- **Fragmento del texto**:
/---
Mi tercera exposición deja atrás el santuario de la religión y entra en el dominio del Estado – la primera transición del círculo sagrado al campo secular de la vida humana. Solo ahora, entonces, procedemos de manera sumaria y principal a combatir la sugerencia no histórica de que el calvinismo represente un movimiento exclusivamente eclesiástico y doctrinal.
Desde los extremos de la tierra, Dios cita a todas las naciones y pueblos ante Su trono de juicio. Dios creó las naciones. Ellas existen para Él. Ellas son Su propiedad. Y por tanto, todas estas naciones, y en ellas la humanidad, tienen que existir para Su gloria y consecuentemente según Sus ordenanzas, para que en su prosperidad, cuando ellas caminen según Sus ordenanzas, Su sabiduría divina se haga visible.
El impulso religioso del calvinismo colocó también debajo de la sociedad política un concepto fundamental, suyo propio, porque no solamente cortó las ramas y limpió el tronco, sino alcanzó hasta la misma raíz de nuestra vida humana.
El hecho de que tuvo que ser así se hace evidente para cualquiera que se dé cuenta de que nunca se hizo dominante ningún esquema político que no hubiera sido basado en algún concepto religioso o anti-religioso específico. Y que este fue el caso en el calvinismo, se hace aparente en los cambios políticos que causó en estos tres países históricos de la libertad política, en los Países Bajos, en Inglaterra y en los Estados Unidos.
Todo historiador competente sin excepción confirmará las palabras de Bancroft: «El fanático del calvinismo era un fanático de la libertad; pues en la guerra moral por la libertad, su credo era parte de su ejército, y su aliado más fiel en la batalla.» Y Groen van Prinsterer lo expresó así: «En el calvinismo está el origen y la garantía de nuestras libertades constitucionales.» – Que el calvinismo llevó las leyes públicas por nuevos caminos, primero en Europa Occidental, después en dos continentes, y hoy más y más entre todas las naciones civilizadas, esto es admitido por todos los científicos, aunque no plenamente por la opinión pública.
Pero para mi propósito, no es suficiente solamente nombrar este hecho importante.
Para que se perciba la influencia del calvinismo en nuestro desarrollo político, tenemos que demostrar cuáles son los conceptos políticos fundamentales para los cuales el calvinismo abrió la puerta, y cómo estos conceptos políticos surgieron de su principio raíz.
Este principio dominante no era, soteriológicamente, la justificación por fe, sino en el sentido cosmológico más amplio, la soberanía del Dios Trino sobre el cosmos entero, en todas sus esferas y reinos, visibles e invisibles. Una soberanía primordial que irradia a la humanidad en una triple soberanía derivada:
1. la soberanía en el Estado,
2. la soberanía en la sociedad, y
3. la soberanía en la iglesia.
Permítanme argumentar sobre este asunto en detalle, señalando cómo esta triple soberanía fue entendida por el calvinismo.
La soberanía en el Estado
Primero, una soberanía derivada en esta esfera política que definimos como el Estado. Y después admitimos que el impulso para formar estados surge de la naturaleza social del hombre, que ya fue expresada por Aristóteles cuando llamó al hombre un zoon politikon. Dios podría haber creado a los hombres como individuos desconectados, parados lado a lado y sin coherencia genealógica. Así como Adán fue creado de manera individual, Dios podría haber llamado en existencia individualmente al segundo, tercero, y a cada subsiguiente hombre; pero no lo hizo así.
\---
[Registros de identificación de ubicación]
/---
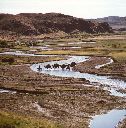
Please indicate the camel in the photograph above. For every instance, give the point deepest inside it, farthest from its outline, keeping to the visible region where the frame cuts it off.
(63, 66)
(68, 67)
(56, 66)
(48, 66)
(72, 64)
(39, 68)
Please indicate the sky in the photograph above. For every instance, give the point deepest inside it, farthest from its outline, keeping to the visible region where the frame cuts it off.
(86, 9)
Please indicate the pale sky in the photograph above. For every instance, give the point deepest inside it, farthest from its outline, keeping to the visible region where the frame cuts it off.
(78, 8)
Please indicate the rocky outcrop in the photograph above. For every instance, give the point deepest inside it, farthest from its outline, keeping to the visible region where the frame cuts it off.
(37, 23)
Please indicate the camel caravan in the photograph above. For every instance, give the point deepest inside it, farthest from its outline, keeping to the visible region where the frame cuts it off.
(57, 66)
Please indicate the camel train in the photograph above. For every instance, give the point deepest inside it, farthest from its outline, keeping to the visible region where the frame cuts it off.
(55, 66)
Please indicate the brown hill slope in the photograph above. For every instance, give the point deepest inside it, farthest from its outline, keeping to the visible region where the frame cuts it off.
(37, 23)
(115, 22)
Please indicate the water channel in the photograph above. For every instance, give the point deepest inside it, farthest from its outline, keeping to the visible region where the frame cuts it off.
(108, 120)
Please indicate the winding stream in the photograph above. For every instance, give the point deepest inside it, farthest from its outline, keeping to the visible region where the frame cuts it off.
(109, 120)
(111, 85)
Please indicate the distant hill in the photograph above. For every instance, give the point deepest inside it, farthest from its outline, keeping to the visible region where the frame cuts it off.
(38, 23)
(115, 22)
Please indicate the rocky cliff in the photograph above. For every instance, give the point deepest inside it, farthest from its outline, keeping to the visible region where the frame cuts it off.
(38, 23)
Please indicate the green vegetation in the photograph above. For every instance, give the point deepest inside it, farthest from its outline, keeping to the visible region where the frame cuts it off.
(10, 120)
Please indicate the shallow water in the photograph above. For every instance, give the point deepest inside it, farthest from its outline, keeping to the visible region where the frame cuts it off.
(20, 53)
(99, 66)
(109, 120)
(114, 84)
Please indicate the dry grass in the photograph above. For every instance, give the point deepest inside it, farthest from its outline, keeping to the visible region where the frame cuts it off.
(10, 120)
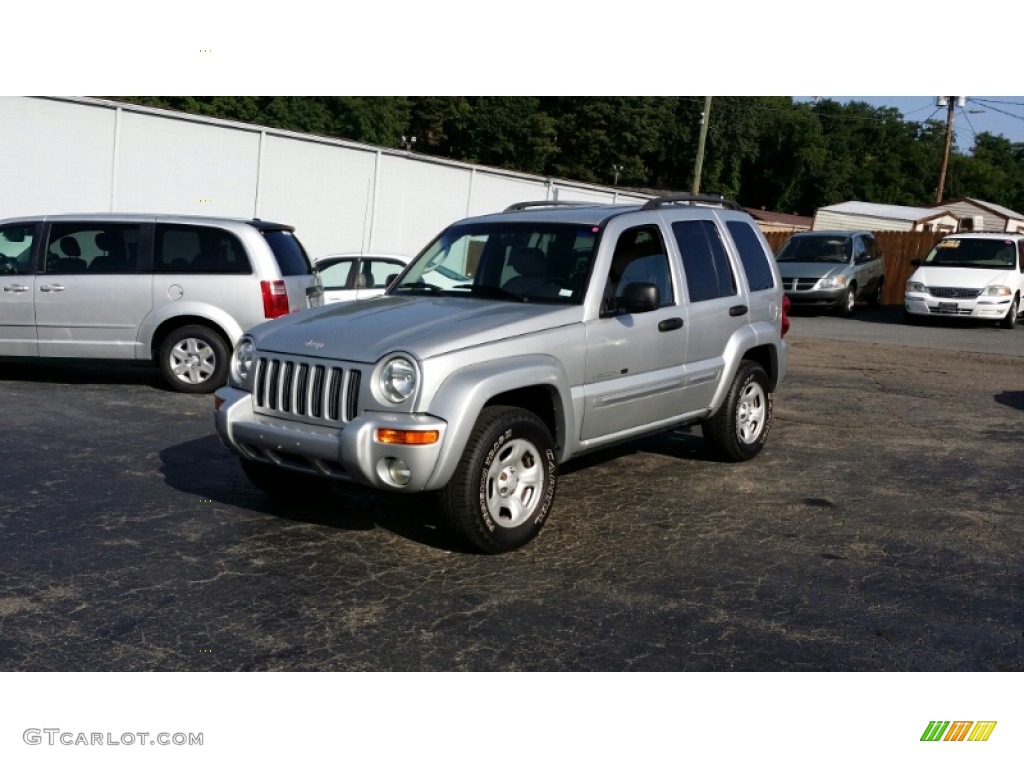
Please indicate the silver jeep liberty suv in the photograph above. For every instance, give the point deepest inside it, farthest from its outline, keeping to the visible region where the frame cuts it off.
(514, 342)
\---
/---
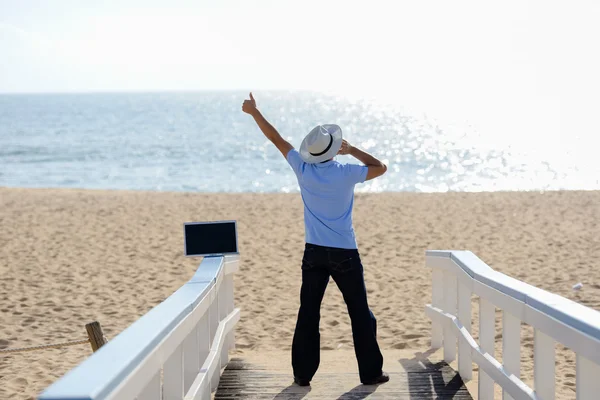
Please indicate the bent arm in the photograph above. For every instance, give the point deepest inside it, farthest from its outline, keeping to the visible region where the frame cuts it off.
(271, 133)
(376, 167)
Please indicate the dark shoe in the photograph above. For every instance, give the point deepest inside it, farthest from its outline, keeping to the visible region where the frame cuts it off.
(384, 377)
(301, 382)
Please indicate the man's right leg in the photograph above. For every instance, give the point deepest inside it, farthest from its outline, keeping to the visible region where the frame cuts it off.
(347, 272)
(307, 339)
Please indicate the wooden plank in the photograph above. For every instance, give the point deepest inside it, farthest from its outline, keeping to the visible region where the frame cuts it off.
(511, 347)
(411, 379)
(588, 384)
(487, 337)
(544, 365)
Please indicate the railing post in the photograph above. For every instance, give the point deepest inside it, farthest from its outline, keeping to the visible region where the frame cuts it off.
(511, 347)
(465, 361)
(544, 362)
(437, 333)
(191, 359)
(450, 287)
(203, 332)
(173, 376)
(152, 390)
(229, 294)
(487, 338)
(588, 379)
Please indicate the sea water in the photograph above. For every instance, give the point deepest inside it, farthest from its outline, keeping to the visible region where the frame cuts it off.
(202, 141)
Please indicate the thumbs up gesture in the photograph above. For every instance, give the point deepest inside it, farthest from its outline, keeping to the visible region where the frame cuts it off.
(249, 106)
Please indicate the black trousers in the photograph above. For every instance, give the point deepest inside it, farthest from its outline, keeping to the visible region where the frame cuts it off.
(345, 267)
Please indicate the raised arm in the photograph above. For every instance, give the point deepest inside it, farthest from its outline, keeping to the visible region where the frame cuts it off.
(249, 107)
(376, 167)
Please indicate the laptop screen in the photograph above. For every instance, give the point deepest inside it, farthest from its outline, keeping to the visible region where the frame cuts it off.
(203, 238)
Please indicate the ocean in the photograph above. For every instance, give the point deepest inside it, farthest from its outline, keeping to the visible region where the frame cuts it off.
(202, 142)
\---
/---
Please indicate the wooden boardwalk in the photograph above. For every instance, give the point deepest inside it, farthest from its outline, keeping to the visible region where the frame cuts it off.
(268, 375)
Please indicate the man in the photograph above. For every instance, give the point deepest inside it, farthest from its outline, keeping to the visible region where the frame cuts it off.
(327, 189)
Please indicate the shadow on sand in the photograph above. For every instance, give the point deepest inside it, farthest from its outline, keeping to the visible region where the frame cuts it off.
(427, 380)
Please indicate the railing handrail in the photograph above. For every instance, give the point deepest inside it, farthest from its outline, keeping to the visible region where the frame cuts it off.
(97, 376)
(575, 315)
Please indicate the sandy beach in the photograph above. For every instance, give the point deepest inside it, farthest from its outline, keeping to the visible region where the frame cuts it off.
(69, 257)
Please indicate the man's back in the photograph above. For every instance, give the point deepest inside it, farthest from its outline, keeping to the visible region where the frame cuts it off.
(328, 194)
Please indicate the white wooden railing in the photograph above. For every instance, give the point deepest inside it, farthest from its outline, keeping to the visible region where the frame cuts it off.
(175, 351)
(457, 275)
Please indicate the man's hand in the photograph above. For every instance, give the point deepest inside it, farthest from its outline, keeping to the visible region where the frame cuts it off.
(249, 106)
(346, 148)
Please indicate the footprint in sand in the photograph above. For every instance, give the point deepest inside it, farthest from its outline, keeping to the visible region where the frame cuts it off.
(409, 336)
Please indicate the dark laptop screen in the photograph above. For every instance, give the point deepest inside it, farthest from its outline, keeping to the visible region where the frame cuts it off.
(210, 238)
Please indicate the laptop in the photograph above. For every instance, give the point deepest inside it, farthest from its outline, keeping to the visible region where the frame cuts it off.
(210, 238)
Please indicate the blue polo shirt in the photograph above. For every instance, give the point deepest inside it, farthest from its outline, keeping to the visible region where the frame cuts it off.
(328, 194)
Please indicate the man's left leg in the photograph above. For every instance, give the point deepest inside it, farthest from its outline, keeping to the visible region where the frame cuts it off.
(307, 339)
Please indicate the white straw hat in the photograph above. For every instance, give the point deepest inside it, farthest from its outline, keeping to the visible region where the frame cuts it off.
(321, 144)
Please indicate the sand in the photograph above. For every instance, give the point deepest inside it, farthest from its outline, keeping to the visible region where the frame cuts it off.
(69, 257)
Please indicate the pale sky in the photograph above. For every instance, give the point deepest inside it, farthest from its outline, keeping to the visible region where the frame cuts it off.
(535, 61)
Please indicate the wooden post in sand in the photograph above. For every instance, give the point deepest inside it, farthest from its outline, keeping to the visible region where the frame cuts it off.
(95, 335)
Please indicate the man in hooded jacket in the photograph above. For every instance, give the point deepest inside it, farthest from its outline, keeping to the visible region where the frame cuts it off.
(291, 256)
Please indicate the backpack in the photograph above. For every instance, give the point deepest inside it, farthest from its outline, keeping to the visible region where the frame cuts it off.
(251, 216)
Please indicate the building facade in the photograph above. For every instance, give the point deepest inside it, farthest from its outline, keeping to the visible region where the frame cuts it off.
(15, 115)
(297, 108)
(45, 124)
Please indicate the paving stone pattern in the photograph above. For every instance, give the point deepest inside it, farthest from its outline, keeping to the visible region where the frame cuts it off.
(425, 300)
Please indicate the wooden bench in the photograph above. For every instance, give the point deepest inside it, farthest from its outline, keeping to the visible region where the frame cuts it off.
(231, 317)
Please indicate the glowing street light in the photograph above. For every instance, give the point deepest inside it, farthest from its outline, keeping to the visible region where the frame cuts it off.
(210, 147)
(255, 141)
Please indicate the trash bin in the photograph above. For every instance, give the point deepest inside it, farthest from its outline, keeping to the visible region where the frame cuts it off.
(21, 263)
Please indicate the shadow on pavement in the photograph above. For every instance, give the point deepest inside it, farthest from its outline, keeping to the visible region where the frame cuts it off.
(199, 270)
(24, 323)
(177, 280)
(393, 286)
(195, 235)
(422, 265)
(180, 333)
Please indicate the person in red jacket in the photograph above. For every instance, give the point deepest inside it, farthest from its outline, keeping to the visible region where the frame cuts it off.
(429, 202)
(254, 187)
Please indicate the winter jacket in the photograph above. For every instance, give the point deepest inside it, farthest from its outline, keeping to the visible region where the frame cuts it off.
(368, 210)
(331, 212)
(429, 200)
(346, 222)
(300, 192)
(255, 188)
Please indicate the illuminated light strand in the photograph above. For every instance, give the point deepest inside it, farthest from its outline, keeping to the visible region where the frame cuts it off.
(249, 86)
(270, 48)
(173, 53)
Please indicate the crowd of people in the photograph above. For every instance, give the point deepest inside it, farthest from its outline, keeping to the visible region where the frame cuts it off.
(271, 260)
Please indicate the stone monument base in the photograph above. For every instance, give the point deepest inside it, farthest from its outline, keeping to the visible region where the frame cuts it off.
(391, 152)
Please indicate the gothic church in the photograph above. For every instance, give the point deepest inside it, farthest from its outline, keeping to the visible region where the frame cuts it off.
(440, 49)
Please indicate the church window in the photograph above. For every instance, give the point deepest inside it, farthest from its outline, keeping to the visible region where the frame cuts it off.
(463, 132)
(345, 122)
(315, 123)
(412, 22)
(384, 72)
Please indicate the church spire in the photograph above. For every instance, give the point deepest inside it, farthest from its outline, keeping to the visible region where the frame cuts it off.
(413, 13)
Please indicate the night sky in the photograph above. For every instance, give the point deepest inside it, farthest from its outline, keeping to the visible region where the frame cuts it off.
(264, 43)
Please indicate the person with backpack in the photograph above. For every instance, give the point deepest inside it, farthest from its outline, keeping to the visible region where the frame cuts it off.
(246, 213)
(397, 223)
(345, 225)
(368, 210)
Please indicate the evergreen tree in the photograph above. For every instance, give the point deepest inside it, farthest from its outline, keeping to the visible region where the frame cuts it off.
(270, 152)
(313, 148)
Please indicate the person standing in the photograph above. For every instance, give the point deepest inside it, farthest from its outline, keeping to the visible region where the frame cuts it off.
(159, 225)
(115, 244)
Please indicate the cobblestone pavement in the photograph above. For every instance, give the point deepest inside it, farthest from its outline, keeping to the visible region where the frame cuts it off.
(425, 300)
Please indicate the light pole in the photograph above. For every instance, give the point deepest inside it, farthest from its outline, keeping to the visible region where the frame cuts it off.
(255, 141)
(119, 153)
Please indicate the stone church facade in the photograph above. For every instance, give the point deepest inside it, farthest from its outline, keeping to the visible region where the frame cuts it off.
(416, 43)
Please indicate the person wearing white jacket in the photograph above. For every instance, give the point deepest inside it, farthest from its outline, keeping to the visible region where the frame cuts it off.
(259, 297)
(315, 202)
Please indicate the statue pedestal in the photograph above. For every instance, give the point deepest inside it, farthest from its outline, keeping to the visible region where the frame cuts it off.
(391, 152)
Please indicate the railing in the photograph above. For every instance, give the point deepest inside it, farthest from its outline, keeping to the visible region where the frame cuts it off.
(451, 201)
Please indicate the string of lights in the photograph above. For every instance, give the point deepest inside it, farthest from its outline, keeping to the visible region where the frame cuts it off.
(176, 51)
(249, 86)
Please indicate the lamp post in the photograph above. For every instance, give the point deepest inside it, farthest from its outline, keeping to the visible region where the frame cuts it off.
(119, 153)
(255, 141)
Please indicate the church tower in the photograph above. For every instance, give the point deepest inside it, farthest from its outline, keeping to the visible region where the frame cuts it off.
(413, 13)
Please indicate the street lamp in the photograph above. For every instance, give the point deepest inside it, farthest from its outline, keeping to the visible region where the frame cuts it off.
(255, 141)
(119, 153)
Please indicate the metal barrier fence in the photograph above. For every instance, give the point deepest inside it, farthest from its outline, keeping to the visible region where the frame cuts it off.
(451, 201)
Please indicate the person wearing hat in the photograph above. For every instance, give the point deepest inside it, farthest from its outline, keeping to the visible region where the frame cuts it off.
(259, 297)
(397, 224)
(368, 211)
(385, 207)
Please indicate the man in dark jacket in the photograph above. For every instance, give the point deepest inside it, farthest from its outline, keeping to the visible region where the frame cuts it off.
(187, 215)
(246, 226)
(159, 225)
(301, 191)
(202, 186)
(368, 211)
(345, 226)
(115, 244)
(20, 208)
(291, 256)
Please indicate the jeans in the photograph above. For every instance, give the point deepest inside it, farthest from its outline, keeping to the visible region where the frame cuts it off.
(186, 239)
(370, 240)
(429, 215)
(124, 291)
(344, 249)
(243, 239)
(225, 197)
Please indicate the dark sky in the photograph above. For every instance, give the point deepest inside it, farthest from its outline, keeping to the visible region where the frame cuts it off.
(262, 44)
\---
- **Tareas a realizar**:
1. Responde a estas preguntas sobre el texto acerca del calvinismo y la política:
(a) ¿En qué tres países históricos de la libertad política se hacen aparentes los cambios políticos que causó el calvinismo?
(b) Según Groen van Prinsterer, ¿qué está en el calvinismo?
(c) ¿Cómo llamó Aristóteles al hombre?
2. ¿Podrías continuar el texto sobre el calvinismo y la política a partir de su última oración?

- **Respuestas en orden**:
1.
(a) En los Países Bajos, en Inglaterra y en los Estados Unidos.
(b) El origen y la garantía de nuestras libertades constitucionales.
(c) Un zoon politikon.

2.
El hombre es creado del hombre, y por su nacimiento es unido orgánicamente con la raza entera. Juntos formamos una sola humanidad, no solamente con los que viven ahora, sino también con todas las generaciones antes de nosotros y con todos aquellos que vendrán después de nosotros. Toda la raza humana es de una sola sangre. El concepto de estados, sin embargo, que subdividen la tierra en continentes, y cada continente en pedazos, no armoniza con esta idea. La unidad orgánica de nuestra raza se realizaría políticamente solamente si un solo Estado podría abarcar todo el mundo, y si la humanidad entera sería asociada en un solo imperio mundial. Si el pecado no hubiera intervenido, sin duda esto hubiera sido así. Si el pecado, como fuerza desintegrante, no hubiera dividido la humanidad en diferentes secciones, nada hubiera perjudicado la unidad orgánica de nuestra raza. Y el error de los Alejandros, y de los Augustos, y de los Napoleones, no fue el que sintieron el encanto de la idea de un solo imperio mundial; su error fue que se lanzaron a realizar esta idea a pesar de que la fuerza del pecado había disuelto nuestra unidad.
De manera parecida, los esfuerzos internacionales cosmopolitas de la democracia social del presente, en su concepto de unión, son un ideal que en este momento nos encanta, pero intentan alcanzar lo inalcanzable porque tratan de realizar este ideal sublime y sagrado ahora, en un mundo de pecado. Sí, e incluso la anarquía, el intento de deshacer todas las conexiones mecánicas entre los hombres y toda la autoridad humana, y de animar el crecimiento de un nuevo lazo orgánico que surja de la misma naturaleza – yo digo, todo esto es solamente el mirar atrás hacia un paraíso perdido.
De hecho, sin el pecado no hubiera habido ni un gobierno ni un orden de estado; sino la vida política entera se hubiera evolucionada de forma patriarcal, desde la vida de la familia. Ni jueces ni policía, ni ejército ni marina, son concebibles en un mundo sin pecado; y por tanto toda regla y ordenanza y ley desaparecería, así como todo control y poder del magistrado, si la vida se desarrollara de manera normal y sin obstáculo desde su impulso orgánico. ¿Quién venda, donde nada es fracturado? ¿Quién usa muletas, cuando sus miembros están sanos?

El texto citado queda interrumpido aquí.